Stored items from a collection:
——
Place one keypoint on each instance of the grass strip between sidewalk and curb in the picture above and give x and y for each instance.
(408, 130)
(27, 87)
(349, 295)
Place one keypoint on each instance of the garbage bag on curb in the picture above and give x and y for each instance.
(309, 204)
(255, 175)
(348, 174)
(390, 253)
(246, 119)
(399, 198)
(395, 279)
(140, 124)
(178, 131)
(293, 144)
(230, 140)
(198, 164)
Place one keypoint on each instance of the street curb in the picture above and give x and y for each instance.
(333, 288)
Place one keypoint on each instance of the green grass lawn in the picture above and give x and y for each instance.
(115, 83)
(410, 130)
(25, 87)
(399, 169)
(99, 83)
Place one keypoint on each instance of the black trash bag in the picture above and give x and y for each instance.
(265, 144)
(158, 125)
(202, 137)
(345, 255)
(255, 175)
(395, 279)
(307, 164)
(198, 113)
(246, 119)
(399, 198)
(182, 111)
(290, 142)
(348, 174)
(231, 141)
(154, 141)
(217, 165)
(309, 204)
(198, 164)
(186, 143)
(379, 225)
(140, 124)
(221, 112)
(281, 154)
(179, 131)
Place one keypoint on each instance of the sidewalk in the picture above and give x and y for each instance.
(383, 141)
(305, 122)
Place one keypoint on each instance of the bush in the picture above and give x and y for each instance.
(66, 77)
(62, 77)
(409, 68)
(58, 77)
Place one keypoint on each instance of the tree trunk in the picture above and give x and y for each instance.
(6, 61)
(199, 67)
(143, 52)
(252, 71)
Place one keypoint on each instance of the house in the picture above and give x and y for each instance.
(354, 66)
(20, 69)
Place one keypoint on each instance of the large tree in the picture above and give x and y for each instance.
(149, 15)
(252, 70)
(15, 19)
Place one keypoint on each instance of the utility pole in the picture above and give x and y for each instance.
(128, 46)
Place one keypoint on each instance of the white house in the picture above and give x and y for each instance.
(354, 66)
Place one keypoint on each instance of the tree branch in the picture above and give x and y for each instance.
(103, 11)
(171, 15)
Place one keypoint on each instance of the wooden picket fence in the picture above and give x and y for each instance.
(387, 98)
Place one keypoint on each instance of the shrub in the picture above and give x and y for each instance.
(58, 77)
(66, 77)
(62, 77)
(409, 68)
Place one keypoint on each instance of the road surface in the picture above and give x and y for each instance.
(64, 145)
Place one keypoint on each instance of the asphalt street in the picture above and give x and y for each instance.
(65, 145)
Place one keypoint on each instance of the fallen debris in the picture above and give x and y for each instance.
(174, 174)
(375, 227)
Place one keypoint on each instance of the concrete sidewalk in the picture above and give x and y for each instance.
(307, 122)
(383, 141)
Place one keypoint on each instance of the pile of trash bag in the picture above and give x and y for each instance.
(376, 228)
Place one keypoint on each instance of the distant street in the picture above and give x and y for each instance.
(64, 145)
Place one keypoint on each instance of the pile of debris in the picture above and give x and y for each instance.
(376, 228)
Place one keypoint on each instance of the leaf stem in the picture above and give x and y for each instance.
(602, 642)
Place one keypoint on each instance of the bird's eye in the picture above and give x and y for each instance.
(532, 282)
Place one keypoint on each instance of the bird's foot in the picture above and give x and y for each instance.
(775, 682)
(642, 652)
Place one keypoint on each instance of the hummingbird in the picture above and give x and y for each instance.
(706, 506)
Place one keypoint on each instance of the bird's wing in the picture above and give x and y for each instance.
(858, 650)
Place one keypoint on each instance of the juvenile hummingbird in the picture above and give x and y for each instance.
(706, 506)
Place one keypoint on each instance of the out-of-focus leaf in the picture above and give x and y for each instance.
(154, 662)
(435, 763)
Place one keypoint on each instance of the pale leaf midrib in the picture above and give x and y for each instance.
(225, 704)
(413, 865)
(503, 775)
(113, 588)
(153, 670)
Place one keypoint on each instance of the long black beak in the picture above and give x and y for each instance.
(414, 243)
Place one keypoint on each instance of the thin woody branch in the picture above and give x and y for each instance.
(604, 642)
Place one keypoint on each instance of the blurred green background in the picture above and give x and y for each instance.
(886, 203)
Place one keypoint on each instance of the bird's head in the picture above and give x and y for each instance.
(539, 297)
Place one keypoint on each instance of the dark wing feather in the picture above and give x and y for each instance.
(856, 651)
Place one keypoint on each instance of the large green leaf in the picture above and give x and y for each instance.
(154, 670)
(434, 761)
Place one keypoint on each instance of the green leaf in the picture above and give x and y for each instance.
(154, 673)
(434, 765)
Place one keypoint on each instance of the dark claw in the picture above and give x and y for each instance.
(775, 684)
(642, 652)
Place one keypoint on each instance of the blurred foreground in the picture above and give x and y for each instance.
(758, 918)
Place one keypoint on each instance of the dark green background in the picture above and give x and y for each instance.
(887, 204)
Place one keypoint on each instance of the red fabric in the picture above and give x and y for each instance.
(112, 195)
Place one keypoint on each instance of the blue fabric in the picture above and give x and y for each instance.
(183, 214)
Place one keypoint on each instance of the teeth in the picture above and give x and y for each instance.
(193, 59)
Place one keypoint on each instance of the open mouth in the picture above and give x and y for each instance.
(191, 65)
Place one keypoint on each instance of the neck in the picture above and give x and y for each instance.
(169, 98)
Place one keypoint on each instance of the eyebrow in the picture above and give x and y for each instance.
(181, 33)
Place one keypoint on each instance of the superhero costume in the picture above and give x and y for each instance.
——
*Task prompt*
Write out again, word for word, every line from the one containing "Place one keypoint on each instance of the dark claw" down to the last line of the records above, including both of those lines.

*Result below*
Place one keypoint on each instance of the dark claw in the picture above and give x and y for each instance.
(775, 684)
(642, 652)
Place one keypoint on each instance of the blurred foreground in the picture above and give x and y for each instance.
(758, 918)
Place one keypoint on each instance of the dark green background in the picture above and give x and y for each instance.
(887, 204)
Place one keypoint on each instance of the red fabric in the picture above and give x and y for each instance.
(112, 195)
Place one keypoint on each instance of the blue fabric in the picture above and give x and y for each instance.
(183, 214)
Place one keypoint on each instance of the teeth in the picture above and give x and y for each instance.
(193, 59)
Place one keypoint on each instance of the open mouth in the picture above and give x and y for each instance.
(191, 65)
Place one keypoint on each instance of the neck in the picture above and give x and y for each instance.
(169, 98)
Place one keypoint on each instance of the eyebrow in the picture above and give x and y for each instance.
(181, 33)
Place one keypoint on each instance of the superhero costume in the picture above and give x and y for each instance.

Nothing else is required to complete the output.